Goal of the exercise:
Nothing but the lines from the one with "polo shirt in the photo above." to the final line should be returned, each exactly as it appears.

◇ ◇ ◇ ◇

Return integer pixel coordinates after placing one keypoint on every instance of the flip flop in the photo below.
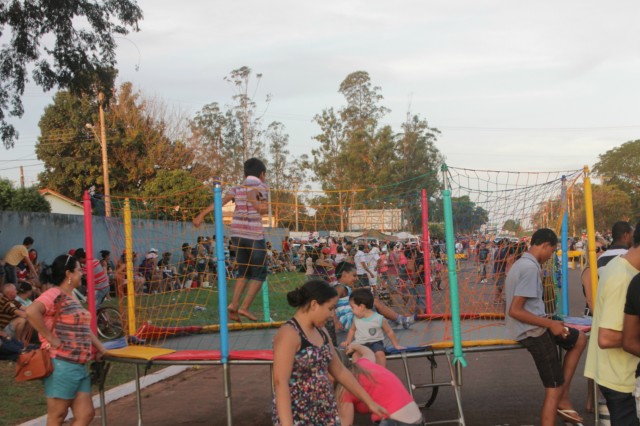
(233, 314)
(247, 314)
(570, 415)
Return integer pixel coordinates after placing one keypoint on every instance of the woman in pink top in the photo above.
(64, 328)
(382, 385)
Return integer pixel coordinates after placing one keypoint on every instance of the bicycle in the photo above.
(108, 319)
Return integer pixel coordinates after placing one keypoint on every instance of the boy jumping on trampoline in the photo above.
(527, 322)
(369, 327)
(247, 235)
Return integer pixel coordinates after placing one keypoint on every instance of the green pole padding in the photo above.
(265, 301)
(458, 355)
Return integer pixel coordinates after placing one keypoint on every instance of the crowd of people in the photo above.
(316, 381)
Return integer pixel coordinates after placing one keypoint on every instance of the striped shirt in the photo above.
(72, 326)
(247, 221)
(8, 309)
(100, 277)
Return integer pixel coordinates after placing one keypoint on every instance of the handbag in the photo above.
(36, 363)
(33, 365)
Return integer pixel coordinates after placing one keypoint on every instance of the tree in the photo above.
(610, 204)
(6, 194)
(77, 39)
(175, 195)
(467, 217)
(21, 199)
(512, 225)
(619, 167)
(29, 200)
(216, 139)
(245, 110)
(69, 144)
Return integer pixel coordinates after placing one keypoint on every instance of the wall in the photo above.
(55, 234)
(63, 207)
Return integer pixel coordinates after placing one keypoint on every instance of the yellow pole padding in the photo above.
(131, 285)
(591, 234)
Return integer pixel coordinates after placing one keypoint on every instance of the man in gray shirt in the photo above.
(528, 323)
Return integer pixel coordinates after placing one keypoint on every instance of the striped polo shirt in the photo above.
(247, 222)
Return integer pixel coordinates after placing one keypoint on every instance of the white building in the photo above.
(61, 204)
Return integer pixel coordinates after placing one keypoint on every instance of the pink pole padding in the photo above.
(88, 243)
(426, 249)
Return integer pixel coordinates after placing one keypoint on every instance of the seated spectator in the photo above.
(121, 276)
(13, 319)
(382, 385)
(149, 271)
(14, 256)
(25, 291)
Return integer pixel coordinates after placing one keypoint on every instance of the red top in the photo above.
(386, 389)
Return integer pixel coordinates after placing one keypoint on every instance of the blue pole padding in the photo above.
(458, 355)
(222, 275)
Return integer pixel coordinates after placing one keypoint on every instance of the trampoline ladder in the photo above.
(454, 383)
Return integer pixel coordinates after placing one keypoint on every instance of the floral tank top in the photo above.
(313, 400)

◇ ◇ ◇ ◇

Correct result:
Return integer pixel coordinates after placing one keypoint on every instance of the striped polo shirt in the photo above.
(247, 222)
Return integer pixel coordinates after placing one keypoint on every instance of the white building in the photo above.
(61, 204)
Return integer pixel coordinates after placing one keypoint on every instance of the pink pole padding in the photo above.
(88, 243)
(426, 249)
Return integer pixel coordinates after placing one keypoint on every instance of the seated spectator in the photo above.
(121, 276)
(13, 319)
(382, 385)
(149, 271)
(14, 256)
(25, 291)
Return integer pixel coordinates after placing one keypoint on every instance of the red top in the photo above.
(386, 389)
Return integer pixel coordinates after placing one keypoint on every instance of the blue pole padding in the photo above.
(458, 355)
(222, 275)
Return integer pixel coordinates after placing one keypoint on every instance of the trampoline ladder in the photo above.
(454, 383)
Return integer pixel coordinates after placing one keypoint on every instance of the floral tank top in the photo above.
(313, 400)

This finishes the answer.